SOURCE EXCERPT:
┌────────

Given an integer array nums of length n where all the integers of nums are in the range [1, n] and each integer appears once or twice, return an array of all the integers that appears twice.

Example 1:

Input: nums = [4,3,2,7,8,2,3,1]
Output: [2,3]

Example 2:

Input: nums = [1,1,2]
Output: [1]

Example 3:

Input: nums = [1]
Output: []

First approach:

class Solution {
    public List<Integer> findDuplicates(int[] nums) {
        Set<Integer> set= new HashSet<>();
        Set<Integer> resultSet=new HashSet<>();
        for(int num:nums){
            if(set.add(num)) continue;
            else resultSet.add(num);
        }
    return new ArrayList<>(resultSet);      
    }
}

Step-by-step implementation:

1. The code defines a class called Solution with a method findDuplicates that takes an array of integers nums as input and returns a list of integers.

2. Inside the method, two sets are created: set and resultSet. These sets are used to keep track of unique elements encountered in the nums array and the elements that are duplicates, respectively.

3. A for-each loop is used to iterate over each element num in the nums array.

4. Within the loop, the code checks if the element num can be added to the set using the add() method. If the element is successfully added (i.e., it is not a duplicate), the loop continues to the next iteration using the continue statement.

5. If the element num cannot be added to the set because it already exists (i.e., it is a duplicate), the code adds it to the resultSet using the add() method.

6. After iterating over all elements in the nums array, the resultSet is converted to a list using the ArrayList constructor.

7. Finally, the method returns the resultSet as a list of duplicates found in the nums array.

Time Complexity: The time complexity of the code is O(n), where n is the length of the input array nums. This is because the code iterates over each element in the array once using a for-each loop. The operations performed inside the loop, such as adding elements to sets, have an average time complexity of O(1) for hash sets. Therefore, the overall time complexity is linear with respect to the size of the input array.

Space Complexity: The space complexity of the code is O(n), where n is the length of the input array nums. This is because two sets, set and resultSet, are used to store unique elements and duplicate elements, respectively. In the worst-case scenario, when all elements in the nums array are unique, both sets will contain all n elements. Therefore, the space required is proportional to the size of the input array.

└────────

DATASET EXTRACT:

┌────────

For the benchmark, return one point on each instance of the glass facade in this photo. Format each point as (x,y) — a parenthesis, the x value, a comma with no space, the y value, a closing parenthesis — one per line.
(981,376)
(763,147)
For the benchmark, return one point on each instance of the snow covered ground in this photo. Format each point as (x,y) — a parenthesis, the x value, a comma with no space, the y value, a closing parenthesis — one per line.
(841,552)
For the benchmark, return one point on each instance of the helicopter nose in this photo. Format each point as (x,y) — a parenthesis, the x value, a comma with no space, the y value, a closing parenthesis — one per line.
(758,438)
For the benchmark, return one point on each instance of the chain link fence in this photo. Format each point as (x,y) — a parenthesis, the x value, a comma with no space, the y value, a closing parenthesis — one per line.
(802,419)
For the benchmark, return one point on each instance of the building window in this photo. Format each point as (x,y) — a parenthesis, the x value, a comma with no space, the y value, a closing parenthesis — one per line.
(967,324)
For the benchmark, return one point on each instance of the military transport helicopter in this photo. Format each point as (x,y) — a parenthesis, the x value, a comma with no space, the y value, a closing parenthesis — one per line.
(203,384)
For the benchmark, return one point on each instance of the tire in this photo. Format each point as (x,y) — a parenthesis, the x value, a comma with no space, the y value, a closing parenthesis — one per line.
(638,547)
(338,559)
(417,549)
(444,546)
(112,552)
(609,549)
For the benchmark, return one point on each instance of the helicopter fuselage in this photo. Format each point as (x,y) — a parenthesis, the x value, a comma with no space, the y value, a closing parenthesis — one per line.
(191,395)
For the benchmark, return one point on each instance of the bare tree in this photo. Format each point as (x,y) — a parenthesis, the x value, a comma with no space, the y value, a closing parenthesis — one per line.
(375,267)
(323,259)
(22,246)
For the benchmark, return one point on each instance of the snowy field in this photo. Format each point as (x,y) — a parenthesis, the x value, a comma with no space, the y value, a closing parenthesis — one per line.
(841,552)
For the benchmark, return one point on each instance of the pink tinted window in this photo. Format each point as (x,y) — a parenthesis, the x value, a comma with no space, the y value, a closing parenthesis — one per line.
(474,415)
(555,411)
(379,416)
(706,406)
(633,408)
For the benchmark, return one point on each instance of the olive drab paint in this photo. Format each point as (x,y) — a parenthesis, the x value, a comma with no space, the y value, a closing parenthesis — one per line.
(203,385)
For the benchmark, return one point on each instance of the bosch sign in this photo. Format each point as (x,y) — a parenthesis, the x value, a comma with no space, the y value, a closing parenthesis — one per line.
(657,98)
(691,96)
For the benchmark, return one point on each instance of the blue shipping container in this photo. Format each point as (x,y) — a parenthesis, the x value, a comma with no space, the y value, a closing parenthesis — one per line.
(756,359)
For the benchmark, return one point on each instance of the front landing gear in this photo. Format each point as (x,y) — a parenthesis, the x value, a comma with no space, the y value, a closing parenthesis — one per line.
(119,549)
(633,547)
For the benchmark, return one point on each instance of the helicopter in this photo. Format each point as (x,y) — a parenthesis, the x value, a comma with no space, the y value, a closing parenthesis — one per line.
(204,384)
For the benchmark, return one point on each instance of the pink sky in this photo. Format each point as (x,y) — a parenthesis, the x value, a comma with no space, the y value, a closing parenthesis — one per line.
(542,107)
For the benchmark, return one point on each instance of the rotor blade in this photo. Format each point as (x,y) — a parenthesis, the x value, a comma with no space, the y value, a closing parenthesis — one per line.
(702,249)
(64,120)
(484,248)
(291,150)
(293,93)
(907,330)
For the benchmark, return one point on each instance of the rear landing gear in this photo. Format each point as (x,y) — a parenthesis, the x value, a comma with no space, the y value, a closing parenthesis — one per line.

└────────

EXERCISES:
[A] Decide whether each statement agrees with the source excerpt. Answer yes or no, and quote the words from the source excerpt that settle it.
(i) The solution creates two sets inside the method.
(ii) For the input [1], the expected output is [1].
(iii) Adding an element to a hash set takes O(n) time on average.
[B] Answer these questions from the source excerpt.
(i) What range are the integers of nums in?
(ii) Which statement moves the loop to the next iteration after an element is successfully added to the set?
(iii) What converts resultSet to a list?
[C] Translate this sentence from the source excerpt into Spanish: "A for-each loop is used to iterate over each element num in the nums array."
None of the data plays any part in this exercise.

SOLUTIONS TO THE TASKS:
[A]
(i) Yes: "Inside the method, two sets are created: set and resultSet."
(ii) No: "Output: []"
(iii) No: "such as adding elements to sets, have an average time complexity of O(1) for hash sets"

[B]
(i) The integers are in the range [1, n].
(ii) The continue statement moves the loop on.
(iii) The ArrayList constructor converts it.

[C] Se utiliza un bucle for-each para recorrer cada elemento num del arreglo nums.